*Фрагмент текста*:
────────────────────

Шрифт:
Интервал:
Закладка:
Перед отъездом он преподал мне, что надо всегда недовешивать, иначе будет провес. Я побыл с неделю ключником. Самым приятным был погреб с маслом. Я вылавливал из кадушки с водою кусочки с маслом и ел без хлеба.
Масло ело только высшее начальство и посылало дань в Симферополь.
Я был недоволен. Обстановка ссор, интриг тяготила меня. Всего я прожил недели две.
Получаю телеграмму. Прислали вызов из Москвы: приезжай. Было под вечер. Я добился сейчас же отпуска, сдал склад, нагрузился некоторыми запасами фунтов эдак пятьдесят и вышел, чтобы пройти сокращенной дорогой мимо Симферополя.
Шел с большим трудом, не было никакого случая. Так и дошел верст пятнадцать до деревни, где был совхоз. С заведующим я был знаком.
В совхозе ели лучше. Кофе на молоке пополам с водой, хороший хлеб, мясо. Спал на полу на соломе.
Утром из расспросов я убедился, что прямая тропа не опасна, даже мало татар ее знают. Заведующий подвез меня в Симферополь.
По дороге заехали подкормить лошадей в совхоз, где работали буржуи: старшим был актер, заведовал крепкий латыш.
Вечером приехал в райупрсовхоз. Попросил разрешения переночевать в канцелярии. Улегся на столе и под голову — счеты. Повертелся, повертелся и заснул.
Наконец, дорога из Симферополя. Верст шесть пешком. Потом уговорил одну линейку задешево подвезти. Ночевали в пустом срубе. Варили на костре кофе. Извозчик угощал меня хлебом.
В Гурзуфе толстая бумага: вызов из Москвы. На этом основании надо получить кучу бумаг, чтобы выбраться из Гурзуфа, а потом из Крыма.
Сначала надо было по всей форме уйти со службы. Снял три копии. Послал одну заказным в Карасубазар, одну оставил дома, а подлинник положил в карман. Так как при обыске обычно ощупывают карманы на груди и боках, я устроил карман внизу штанов.
Вышел как всегда после обеда. Дошел до Биюк-Ламбата. Видел редкое зрелище: сражение зеленых с красными.
Те и другие — обыкновенные граждане — лежали, мирно беседовали.
Готовили общий пир. Я думал, что ночью может что-нибудь выйти. Дело шло о переходе зеленых к мирному состоянию. От Биюка стали спускаться тропками на берег. Терял дорогу, шел по направлению просто к морю, иногда вспоминал и ощупывал драгоценную бумагу.

────────────────────

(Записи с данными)
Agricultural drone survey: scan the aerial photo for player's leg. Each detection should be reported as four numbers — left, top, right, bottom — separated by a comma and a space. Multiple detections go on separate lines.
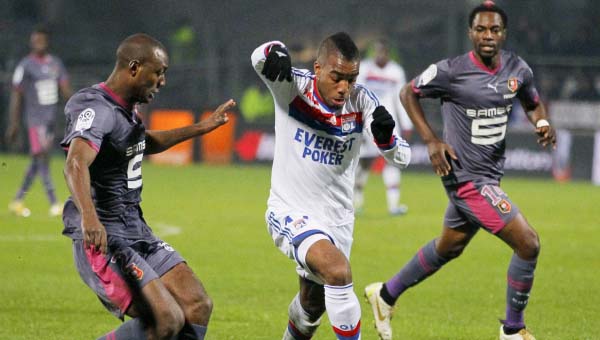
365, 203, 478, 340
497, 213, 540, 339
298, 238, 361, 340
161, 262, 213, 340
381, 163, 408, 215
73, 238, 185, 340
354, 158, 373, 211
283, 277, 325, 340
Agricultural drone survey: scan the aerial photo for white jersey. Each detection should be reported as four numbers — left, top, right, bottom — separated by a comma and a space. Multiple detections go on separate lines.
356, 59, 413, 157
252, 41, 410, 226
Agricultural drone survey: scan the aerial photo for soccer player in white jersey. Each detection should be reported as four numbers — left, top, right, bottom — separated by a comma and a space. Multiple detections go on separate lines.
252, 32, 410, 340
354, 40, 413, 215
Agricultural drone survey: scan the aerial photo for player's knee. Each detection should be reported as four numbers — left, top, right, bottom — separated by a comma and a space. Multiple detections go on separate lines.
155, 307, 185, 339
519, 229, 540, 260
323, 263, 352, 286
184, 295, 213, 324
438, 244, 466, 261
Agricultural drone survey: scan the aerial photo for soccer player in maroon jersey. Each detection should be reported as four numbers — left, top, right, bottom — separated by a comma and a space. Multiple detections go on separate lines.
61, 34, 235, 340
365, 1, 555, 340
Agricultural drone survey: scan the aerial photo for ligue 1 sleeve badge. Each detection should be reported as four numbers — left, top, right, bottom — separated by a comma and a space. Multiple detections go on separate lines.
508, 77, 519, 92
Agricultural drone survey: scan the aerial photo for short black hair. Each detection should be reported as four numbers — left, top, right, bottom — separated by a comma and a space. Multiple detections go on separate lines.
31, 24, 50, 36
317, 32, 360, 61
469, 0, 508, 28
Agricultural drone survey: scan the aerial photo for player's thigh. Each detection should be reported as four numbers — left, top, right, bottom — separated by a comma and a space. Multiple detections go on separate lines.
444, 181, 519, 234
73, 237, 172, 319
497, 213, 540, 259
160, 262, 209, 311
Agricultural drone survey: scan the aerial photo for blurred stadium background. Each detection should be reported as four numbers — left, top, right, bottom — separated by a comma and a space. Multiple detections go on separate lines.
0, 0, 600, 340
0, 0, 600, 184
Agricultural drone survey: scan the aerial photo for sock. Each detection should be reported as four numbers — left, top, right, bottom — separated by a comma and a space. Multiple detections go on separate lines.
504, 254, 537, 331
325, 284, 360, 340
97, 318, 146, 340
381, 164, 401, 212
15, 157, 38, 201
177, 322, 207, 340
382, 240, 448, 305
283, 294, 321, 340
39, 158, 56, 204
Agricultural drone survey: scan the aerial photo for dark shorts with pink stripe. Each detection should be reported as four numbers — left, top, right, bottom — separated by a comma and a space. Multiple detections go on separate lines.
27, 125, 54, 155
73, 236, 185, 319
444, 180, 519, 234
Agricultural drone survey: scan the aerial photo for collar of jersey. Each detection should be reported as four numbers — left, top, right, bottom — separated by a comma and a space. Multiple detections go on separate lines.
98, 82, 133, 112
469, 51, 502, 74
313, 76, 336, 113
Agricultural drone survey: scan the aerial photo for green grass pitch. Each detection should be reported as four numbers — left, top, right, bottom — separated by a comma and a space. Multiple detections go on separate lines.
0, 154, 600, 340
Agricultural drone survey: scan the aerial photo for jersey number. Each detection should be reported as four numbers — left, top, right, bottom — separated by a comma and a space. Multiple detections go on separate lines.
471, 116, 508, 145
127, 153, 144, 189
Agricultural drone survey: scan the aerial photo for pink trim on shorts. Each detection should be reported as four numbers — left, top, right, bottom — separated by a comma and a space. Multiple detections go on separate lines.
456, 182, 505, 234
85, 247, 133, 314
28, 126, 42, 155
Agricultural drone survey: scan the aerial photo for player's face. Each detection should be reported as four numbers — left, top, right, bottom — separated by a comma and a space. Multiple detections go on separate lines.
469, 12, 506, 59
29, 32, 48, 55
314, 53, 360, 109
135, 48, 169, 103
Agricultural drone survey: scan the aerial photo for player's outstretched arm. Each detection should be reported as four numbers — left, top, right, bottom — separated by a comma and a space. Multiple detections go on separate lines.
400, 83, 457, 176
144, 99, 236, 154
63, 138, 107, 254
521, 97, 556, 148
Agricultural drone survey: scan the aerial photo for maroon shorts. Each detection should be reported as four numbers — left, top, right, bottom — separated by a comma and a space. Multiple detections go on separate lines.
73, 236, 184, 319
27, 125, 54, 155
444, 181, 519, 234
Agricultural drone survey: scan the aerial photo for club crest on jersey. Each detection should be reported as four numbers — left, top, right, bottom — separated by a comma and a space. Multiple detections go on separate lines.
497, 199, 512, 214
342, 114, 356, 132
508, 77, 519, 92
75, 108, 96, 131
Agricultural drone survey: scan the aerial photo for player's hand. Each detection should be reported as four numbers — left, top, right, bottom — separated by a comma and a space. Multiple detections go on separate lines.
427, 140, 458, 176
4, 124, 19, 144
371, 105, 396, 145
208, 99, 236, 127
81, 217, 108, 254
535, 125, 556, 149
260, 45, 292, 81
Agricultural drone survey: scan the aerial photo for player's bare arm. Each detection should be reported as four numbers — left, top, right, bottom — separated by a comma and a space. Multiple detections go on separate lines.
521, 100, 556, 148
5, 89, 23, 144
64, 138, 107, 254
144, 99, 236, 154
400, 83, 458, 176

────────────────────

Выведите без изменений часть фрагмента текста: начните с места, где стоят слова «В совхозе ели», и остановитесь сразу после слов «потом из Крыма.».

В совхозе ели лучше. Кофе на молоке пополам с водой, хороший хлеб, мясо. Спал на полу на соломе.
Утром из расспросов я убедился, что прямая тропа не опасна, даже мало татар ее знают. Заведующий подвез меня в Симферополь.
По дороге заехали подкормить лошадей в совхоз, где работали буржуи: старшим был актер, заведовал крепкий латыш.
Вечером приехал в райупрсовхоз. Попросил разрешения переночевать в канцелярии. Улегся на столе и под голову — счеты. Повертелся, повертелся и заснул.
Наконец, дорога из Симферополя. Верст шесть пешком. Потом уговорил одну линейку задешево подвезти. Ночевали в пустом срубе. Варили на костре кофе. Извозчик угощал меня хлебом.
В Гурзуфе толстая бумага: вызов из Москвы. На этом основании надо получить кучу бумаг, чтобы выбраться из Гурзуфа, а потом из Крыма.